What you have to do:
Reproduce the data below line for line, with no changes.

Input for this task:

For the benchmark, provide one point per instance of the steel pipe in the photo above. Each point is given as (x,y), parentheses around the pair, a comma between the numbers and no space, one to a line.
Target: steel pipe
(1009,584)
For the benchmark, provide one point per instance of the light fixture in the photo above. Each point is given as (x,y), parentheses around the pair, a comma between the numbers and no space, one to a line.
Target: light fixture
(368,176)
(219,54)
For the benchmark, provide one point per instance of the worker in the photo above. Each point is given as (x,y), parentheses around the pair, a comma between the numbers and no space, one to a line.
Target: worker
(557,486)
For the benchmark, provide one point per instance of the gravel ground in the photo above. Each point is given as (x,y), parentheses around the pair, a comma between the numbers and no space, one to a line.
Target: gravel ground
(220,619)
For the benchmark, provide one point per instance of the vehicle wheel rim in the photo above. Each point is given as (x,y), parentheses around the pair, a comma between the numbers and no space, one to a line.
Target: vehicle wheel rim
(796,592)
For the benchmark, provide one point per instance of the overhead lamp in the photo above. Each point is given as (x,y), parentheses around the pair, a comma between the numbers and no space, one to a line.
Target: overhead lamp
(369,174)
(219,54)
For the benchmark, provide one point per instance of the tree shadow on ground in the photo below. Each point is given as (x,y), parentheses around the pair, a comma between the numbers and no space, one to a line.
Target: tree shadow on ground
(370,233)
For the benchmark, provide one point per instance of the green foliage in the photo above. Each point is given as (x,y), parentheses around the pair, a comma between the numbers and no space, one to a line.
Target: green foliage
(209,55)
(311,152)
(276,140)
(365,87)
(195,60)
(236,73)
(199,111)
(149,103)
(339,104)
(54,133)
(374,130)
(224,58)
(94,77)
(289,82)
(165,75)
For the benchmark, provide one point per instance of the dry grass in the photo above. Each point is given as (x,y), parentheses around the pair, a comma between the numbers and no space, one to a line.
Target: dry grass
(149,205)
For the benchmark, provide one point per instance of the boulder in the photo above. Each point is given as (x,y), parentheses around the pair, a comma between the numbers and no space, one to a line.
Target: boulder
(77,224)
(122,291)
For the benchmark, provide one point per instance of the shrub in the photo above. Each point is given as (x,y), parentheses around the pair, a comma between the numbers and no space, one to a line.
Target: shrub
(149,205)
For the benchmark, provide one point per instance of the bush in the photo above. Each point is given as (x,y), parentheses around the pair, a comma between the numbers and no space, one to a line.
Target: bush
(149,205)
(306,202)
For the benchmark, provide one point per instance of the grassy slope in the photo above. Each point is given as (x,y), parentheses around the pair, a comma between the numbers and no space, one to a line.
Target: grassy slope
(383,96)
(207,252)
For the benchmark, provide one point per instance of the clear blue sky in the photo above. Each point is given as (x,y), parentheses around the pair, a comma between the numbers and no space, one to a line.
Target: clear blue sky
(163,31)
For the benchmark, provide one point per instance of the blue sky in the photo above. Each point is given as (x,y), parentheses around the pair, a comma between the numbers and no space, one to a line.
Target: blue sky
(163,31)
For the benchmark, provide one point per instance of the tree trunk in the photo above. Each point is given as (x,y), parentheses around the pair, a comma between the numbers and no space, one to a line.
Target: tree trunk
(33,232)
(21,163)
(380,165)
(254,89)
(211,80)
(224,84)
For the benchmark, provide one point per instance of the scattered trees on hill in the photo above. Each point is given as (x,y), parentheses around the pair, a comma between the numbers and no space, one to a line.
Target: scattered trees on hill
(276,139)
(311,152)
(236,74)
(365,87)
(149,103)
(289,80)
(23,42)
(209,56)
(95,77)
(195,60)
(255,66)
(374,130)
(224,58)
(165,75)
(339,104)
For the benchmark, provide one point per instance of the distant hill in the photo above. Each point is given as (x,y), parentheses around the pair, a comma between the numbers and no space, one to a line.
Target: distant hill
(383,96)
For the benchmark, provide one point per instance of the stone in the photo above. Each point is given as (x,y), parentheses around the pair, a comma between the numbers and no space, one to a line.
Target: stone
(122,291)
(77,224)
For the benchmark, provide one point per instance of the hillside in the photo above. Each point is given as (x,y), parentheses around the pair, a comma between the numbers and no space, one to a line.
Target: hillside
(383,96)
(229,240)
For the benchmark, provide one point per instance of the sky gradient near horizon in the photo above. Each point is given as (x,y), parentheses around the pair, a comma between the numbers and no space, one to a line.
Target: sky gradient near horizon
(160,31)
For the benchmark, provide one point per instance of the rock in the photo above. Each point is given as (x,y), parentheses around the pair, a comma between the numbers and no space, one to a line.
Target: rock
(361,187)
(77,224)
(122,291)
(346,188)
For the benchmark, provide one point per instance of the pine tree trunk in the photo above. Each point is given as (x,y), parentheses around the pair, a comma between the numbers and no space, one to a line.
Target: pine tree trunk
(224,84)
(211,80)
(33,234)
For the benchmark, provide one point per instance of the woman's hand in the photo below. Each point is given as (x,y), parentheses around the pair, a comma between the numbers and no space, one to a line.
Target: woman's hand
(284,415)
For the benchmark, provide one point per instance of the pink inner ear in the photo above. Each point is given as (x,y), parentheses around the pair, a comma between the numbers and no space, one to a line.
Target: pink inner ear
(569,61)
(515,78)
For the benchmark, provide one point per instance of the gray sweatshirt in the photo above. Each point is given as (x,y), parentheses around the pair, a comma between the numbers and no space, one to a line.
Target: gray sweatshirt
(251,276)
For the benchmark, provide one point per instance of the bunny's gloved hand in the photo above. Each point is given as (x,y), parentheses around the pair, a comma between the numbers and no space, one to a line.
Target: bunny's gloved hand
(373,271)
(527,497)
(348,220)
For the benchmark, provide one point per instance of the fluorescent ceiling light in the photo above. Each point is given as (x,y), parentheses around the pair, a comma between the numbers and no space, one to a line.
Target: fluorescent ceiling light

Written solution:
For the benchmark, provide one point per instance of the steel pipe in the photo above. Each point is given as (x,y), parentheses around the pair, a comma between the numbers and no space, one to a line.
Target: steel pipe
(1009,584)
For the benchmark, provide one point per instance of the light fixture in the photo above. Each point is given as (x,y), parentheses around the pair, a comma between the numbers and no space, one to a line.
Target: light fixture
(368,176)
(219,54)
For the benchmark, provide one point per instance of the worker in the photo above. Each point is given as (x,y), parentheses around the pair, a comma between the numbers and no space, one to a line.
Target: worker
(557,486)
For the benchmark, provide one point per instance of the gravel ground in the photo above. Each point is given as (x,y), parentheses around the pair, a comma between the numbers and no space, one to a line.
Target: gravel ground
(220,619)
For the benchmark, provide one point per instance of the vehicle wheel rim in the photo above. Each point is given as (x,y), parentheses around the pair, a comma between the numbers and no space, one to a line.
Target: vehicle wheel rim
(796,592)
For the benchmark, provide one point per instance of the overhead lamp in the photo above. Each point is given as (x,y), parentheses around the pair, a comma between the numbers and no space, one to a line.
Target: overhead lamp
(369,174)
(219,54)
For the benchmark, provide one point per instance of the tree shadow on ground in the photo below. Each point is given as (x,y), parentheses around the pair, a comma between the numbers and no space, one to a line.
Target: tree shadow on ground
(370,233)
For the benchmark, provide one point per instance of the green foliage in the photo above. Each point is given as (x,y), parentheses around the pair, a comma between the numbers and no space, one to a line.
Target: green foliage
(209,55)
(311,152)
(276,140)
(365,87)
(195,60)
(236,73)
(199,111)
(149,103)
(339,104)
(54,133)
(374,130)
(224,58)
(94,77)
(289,82)
(165,75)
For the benchmark, provide one point per instance of the dry grass in the photo above. Each point is given as (x,y), parentheses around the pair, a comma between the numbers and no space, one to a line.
Target: dry grass
(149,205)
For the benchmark, provide one point per instance of the boulder in the photo above. Each point is given as (x,y), parentheses around the pair, a comma between the numbers and no space, one to a line.
Target: boulder
(77,224)
(122,291)
For the benchmark, provide one point per instance of the shrub in the photo above. Each point is given as (x,y), parentheses around the pair, a comma between the numbers and no space, one to a line.
Target: shrub
(149,205)
For the benchmark, provide one point per instance of the bush in the photo above. Each point is given as (x,y), parentheses around the pair, a comma between the numbers and no space, one to a line.
Target: bush
(149,205)
(306,202)
For the benchmark, provide one point per instance of the grassy slope in the photo above. Each point is given as (x,y), parentheses around the pair, a comma between the numbers and no space, one to a line.
Target: grassy slope
(383,96)
(207,252)
For the benchmark, provide one point per instance of the clear blue sky in the photo above. Each point is given as (x,y), parentheses around the pair, a comma between the numbers and no space, one to a line.
Target: clear blue sky
(163,31)
For the benchmark, provide one point per instance of the blue sky in the photo above. Each point is given as (x,y), parentheses around the pair, a comma between the numbers and no space, one to a line.
Target: blue sky
(163,31)
For the benchmark, provide one point per instance of the tree trunk in the photo above. Each point is given as (x,y), parentheses around the pair, a comma between the numbers and no space, one to a line.
Target: tree trunk
(33,232)
(21,163)
(380,165)
(254,89)
(211,80)
(224,84)
For the benchmark, provide one point per instance of the scattered trees on hill in the photo above. Each point is given as (x,y), parentheses around the pair, a comma between the numbers and no space, one to a line.
Target: scattered trees on hill
(276,139)
(311,152)
(236,74)
(365,87)
(149,103)
(289,80)
(23,42)
(209,56)
(95,77)
(195,60)
(255,66)
(374,130)
(224,58)
(165,75)
(339,104)
For the benchmark, provide one point per instance of the distant hill in the photo above. Each point is given as (x,y), parentheses around the pair, a comma between the numbers and no space, one to a line.
Target: distant hill
(383,96)
For the benchmark, provide one point per instance of the stone in the photo above. Each point is given as (x,y), parentheses around the pair, a comma between the numbers and no space, one to a line.
Target: stone
(122,291)
(77,224)
For the benchmark, provide one point per instance of the hillside in the photo above. Each point is given as (x,y), parentheses around the pair, a comma between the numbers and no space, one to a line.
Target: hillside
(383,96)
(229,240)
For the benchmark, provide one point per instance of the sky gradient near horizon in the photo above. Each point is given as (x,y), parentheses around the pair, a comma between the numbers and no space, one to a line.
Target: sky gradient near horizon
(160,31)
For the benchmark, provide one point per instance of the rock in the photo above. Each point is given as (x,y), parentheses around the pair, a comma between the numbers and no space, one to a line.
Target: rock
(361,187)
(77,224)
(122,291)
(346,188)
For the benchmark, provide one point per instance of the pine tree trunk in the photo above. Each point is given as (x,y), parentheses around the pair, a comma between the numbers and no space, one to a line.
Target: pine tree trunk
(224,84)
(211,80)
(33,234)
For the benchmark, provide one point per instance of the woman's hand in the photo below. Each point is given as (x,y), parentheses around the pair, a comma between the numbers and no space, one to a line.
Target: woman's hand
(284,415)
For the benchmark, provide one point per instance of the pink inner ear in the photo above. Each point is given as (x,y), parentheses around the pair, a comma between the numbers and no space, one to a line.
Target: pink inner ear
(569,61)
(515,78)
For the benchmark, provide one point per instance of the gray sweatshirt in the photo above. Each point is given as (x,y), parentheses around the pair, a comma between the numbers and no space, one to a line.
Target: gray sweatshirt
(251,276)
For the benchmark, provide one point per instance of the bunny's gloved hand in the photo above. Each point is given as (x,y), parentheses around the pair, a comma between the numbers and no space, one to a line.
Target: bunny's gloved hand
(373,271)
(527,497)
(348,220)
For the benchmark, provide one point per instance of the fluorescent ceiling light in the photo above. Each point is given as (x,y), parentheses around the pair, a comma between the numbers and no space, one to a line.
Target: fluorescent ceiling light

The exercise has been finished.